● EXERCISE DIRECTIONS:
Reproduce the entries below, swapping each "largest disc" for "biggest circle" and leaving everything else unchanged. Omit the pictures from your answer.

* Begin *

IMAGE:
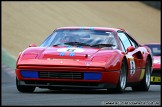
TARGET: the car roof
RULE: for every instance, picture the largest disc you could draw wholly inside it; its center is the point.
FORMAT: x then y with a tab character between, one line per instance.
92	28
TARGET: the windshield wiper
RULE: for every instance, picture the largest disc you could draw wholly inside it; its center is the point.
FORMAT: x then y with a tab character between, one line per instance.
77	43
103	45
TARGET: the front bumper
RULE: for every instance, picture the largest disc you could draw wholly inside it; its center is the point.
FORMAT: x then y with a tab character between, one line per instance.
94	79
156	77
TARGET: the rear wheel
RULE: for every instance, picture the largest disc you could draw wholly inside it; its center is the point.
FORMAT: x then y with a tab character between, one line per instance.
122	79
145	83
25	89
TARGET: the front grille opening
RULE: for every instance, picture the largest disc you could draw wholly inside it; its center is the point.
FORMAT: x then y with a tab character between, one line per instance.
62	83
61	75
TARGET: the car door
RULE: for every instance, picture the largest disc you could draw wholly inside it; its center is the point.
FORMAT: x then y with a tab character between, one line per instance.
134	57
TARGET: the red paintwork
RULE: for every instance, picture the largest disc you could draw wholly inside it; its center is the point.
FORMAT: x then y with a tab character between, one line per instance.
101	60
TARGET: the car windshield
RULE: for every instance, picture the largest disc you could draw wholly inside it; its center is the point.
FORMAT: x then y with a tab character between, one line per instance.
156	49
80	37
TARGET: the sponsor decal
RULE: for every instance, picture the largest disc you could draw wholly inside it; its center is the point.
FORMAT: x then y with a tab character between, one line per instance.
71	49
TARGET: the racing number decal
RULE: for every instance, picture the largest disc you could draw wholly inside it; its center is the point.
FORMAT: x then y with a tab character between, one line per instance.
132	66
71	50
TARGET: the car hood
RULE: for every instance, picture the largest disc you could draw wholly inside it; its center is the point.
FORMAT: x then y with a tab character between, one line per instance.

* End *

● FINAL RESULT:
IMAGE:
TARGET: the car roof
RULE: for every instance, picture the biggest circle you could draw wholly inside it; its center is the point.
FORMAT: x then y with a tab character between, one line per instance.
92	28
TARGET: the windshield wiper
RULE: for every instance, picture the biggest circle you could draw wholly inside it; its center is the point.
FORMAT: x then y with a tab character between, one line per instance.
77	43
103	45
TARGET: the front bumper
RULE: for every instance, picture the biggest circle you could draw wholly inside it; its center is the point.
FORMAT: x then y with a tab character between, one line per instance.
94	79
156	77
TARGET: the rear wheel
RULE: for every instance, picture the biggest circle you could draw wholly inside it; its center is the point.
FORMAT: x then y with a tab character between, one line per instance.
122	79
145	83
25	89
TARGET: the front grille opening
RULE: for every instance, picture the biggest circle you could draw wholly inside it; its center is the point.
FORMAT: x then y with a tab character between, one line per instance.
62	83
61	75
TARGET: the car door
RULE: for every instance, picture the biggest circle you could draw wholly inside it; its center is the point.
FORMAT: x then y with a tab character between, one line per instance.
134	57
TARGET: the red paintwork
RULE: for every instance, picture the biggest circle you could draw wholly inside it; its center is the point.
FORMAT: x then y with a tab character between, one line per instance.
101	60
TARGET: the car windshield
RULE: for every instance, picture the biggest circle you could draw wholly inside it; its center is the point.
FORMAT: x then y with a tab character between, one line per instance.
156	49
80	37
TARGET: the sponsor decal
RULE: for every instance, picture the biggest circle you could draw wholly inside it; its center is the point.
FORMAT: x then y with a tab character between, one line per instance.
71	49
TARGET: the racing number decal
RULE: for every instance, picture the biggest circle you could draw wholly inside it; its center is the point.
FORMAT: x then y with a tab character between, one line per instance.
132	66
71	50
TARGET: the car hood
RULE: for every instance, picture the biggest circle you could draw wholly inside it; its center is the point.
FORMAT: x then y with a tab character between, one line per instance.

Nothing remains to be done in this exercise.